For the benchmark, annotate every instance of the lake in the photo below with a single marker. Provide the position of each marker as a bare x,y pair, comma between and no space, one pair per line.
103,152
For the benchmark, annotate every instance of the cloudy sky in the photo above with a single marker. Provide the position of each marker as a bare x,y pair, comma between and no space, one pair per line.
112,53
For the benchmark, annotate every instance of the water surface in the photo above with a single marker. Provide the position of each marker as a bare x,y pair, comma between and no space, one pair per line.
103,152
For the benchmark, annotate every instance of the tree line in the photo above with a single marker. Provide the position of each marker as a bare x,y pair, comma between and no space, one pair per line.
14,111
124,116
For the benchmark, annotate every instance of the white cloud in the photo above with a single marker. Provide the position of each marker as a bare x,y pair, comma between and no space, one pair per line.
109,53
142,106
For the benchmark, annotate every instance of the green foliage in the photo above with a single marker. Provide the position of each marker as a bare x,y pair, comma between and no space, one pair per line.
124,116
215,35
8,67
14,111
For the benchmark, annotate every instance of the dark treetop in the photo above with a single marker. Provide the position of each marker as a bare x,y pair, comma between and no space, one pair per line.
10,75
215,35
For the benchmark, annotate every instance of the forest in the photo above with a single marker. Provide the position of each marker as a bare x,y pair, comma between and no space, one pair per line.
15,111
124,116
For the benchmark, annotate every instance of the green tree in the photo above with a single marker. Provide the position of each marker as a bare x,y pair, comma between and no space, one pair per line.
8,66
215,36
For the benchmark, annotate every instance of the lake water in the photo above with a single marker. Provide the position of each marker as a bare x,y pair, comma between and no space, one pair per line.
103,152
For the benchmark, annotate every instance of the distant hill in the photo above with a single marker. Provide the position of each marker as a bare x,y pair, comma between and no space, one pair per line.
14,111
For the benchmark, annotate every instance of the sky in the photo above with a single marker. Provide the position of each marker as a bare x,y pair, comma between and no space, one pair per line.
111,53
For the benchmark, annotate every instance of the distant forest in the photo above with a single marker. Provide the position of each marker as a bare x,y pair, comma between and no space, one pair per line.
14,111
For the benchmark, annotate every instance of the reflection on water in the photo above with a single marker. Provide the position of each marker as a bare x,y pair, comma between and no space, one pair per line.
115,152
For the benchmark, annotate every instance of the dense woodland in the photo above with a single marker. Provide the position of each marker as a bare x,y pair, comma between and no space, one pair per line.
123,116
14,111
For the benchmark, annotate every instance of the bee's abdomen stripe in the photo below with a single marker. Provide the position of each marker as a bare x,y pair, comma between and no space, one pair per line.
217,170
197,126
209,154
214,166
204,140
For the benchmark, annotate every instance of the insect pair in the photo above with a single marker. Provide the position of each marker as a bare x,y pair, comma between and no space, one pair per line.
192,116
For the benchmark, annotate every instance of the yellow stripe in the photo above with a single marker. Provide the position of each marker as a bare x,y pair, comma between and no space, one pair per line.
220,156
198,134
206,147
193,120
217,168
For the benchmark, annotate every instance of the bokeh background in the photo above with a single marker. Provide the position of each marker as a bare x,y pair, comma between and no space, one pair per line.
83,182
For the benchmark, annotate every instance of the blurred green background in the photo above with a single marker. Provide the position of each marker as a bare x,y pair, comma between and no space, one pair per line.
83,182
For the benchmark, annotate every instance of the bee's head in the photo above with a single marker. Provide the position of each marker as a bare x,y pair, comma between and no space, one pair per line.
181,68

__WHAT NEEDS TO BE DONE__.
Format every line of the rows above as a JSON list of strings, with one string per line and no entries for blank lines.

__SOLUTION TO THIS TASK__.
[
  "For the benchmark, annotate every instance of the lake in the photo below with a single marker. Provide the position of each marker as a bare x,y pair, comma between and no space, one pair per line.",
  "103,152",
  "For the benchmark, annotate every instance of the cloudy sky in the photo above with a single marker. Provide the position of each marker as a bare x,y pair, comma between and no space, one pair per line.",
  "112,53",
  "For the benchmark, annotate every instance of the water surface in the photo above with a single marker. Provide the position of each marker as a bare x,y pair, comma between and no space, one pair per line.",
  "103,152",
  "For the benchmark, annotate every instance of the tree line in the photo above with a single marker. Provide the position of each marker as a bare x,y pair, comma between and no space, one pair per line.",
  "14,111",
  "124,116",
  "For the benchmark, annotate every instance of the white cloud in the photo above with a single marker. Provide the position of each marker as a bare x,y pair, comma between and no space, one pair per line.",
  "109,53",
  "142,106",
  "For the benchmark, annotate every instance of the green foliage in the photo above with a single marker. Provide the position of each marker as a bare x,y pair, comma between and no space, one pair per line.",
  "124,116",
  "215,35",
  "8,67",
  "14,111",
  "For the benchmark, annotate every instance of the dark treetop in the photo above with a single marker. Provide the position of each marker as a bare x,y pair, comma between and no space, one pair per line.",
  "10,75",
  "215,35",
  "For the benchmark, annotate every instance of the forest in the photo above with a single marker. Provide the position of each marker as a bare x,y pair, comma between and no space, one pair per line.",
  "15,111",
  "124,116",
  "For the benchmark, annotate every instance of the green tree in the photo above with a single marker. Provide the position of each marker as a bare x,y pair, comma between and no space, one pair per line.",
  "8,66",
  "215,36",
  "For the benchmark, annotate every instance of the lake water in the photo above with a single marker. Provide the position of each marker as a bare x,y pair, comma between and no space, one pair per line.",
  "103,152",
  "For the benchmark, annotate every instance of the distant hill in the photo above with a single marker. Provide the position of each marker as a bare x,y pair, comma between and no space, one pair per line.",
  "14,111",
  "For the benchmark, annotate every instance of the sky in the photo above with a single marker. Provide the position of each marker as a bare x,y pair, comma between and no space, one pair per line.",
  "111,53",
  "For the benchmark, annotate every instance of the distant forest in the photo above with a single marker. Provide the position of each marker as a bare x,y pair, comma between and no space, one pair per line.",
  "14,111",
  "For the benchmark, annotate every instance of the reflection on water in the photo above with a single marker. Provide the position of each marker as a bare x,y pair, comma between and no space, one pair per line.",
  "115,152",
  "For the benchmark, annotate every instance of the dense woodland in the photo above with a single marker. Provide the position of each marker as a bare x,y pair, comma between and no space, one pair per line.",
  "123,116",
  "14,111",
  "For the benchmark, annotate every instance of the bee's abdomen stripe in the photo below with a single marker. Provide the position of each marker as a bare x,y pair, comma between and no space, one pair per line.",
  "217,170",
  "197,126",
  "209,154",
  "214,166",
  "204,140",
  "For the benchmark, annotate every instance of the insect pair in the photo above with a single marker. Provide the position of each marker as a bare x,y pair, comma between and no space, one pair per line.",
  "192,116",
  "For the benchmark, annotate every instance of the yellow stripe in the photo above with a single marker. Provide the position of each marker as a bare x,y pair, comma between and no space, one pair per line.",
  "220,156",
  "198,134",
  "206,147",
  "193,120",
  "217,168",
  "For the benchmark, annotate every instance of the bokeh background in the photo above with a single marker. Provide the position of each marker as a bare x,y pair, comma between and no space, one pair per line.",
  "83,182",
  "For the benchmark, annotate every instance of the blurred green background in the photo above with a single marker. Provide the position of each marker as a bare x,y pair, comma between and no space, one pair per line.",
  "83,182",
  "For the benchmark, annotate every instance of the bee's head in the photo above with a single marker. Provide the position of each marker as a bare x,y pair, comma between and no space, one pair per line.",
  "181,68"
]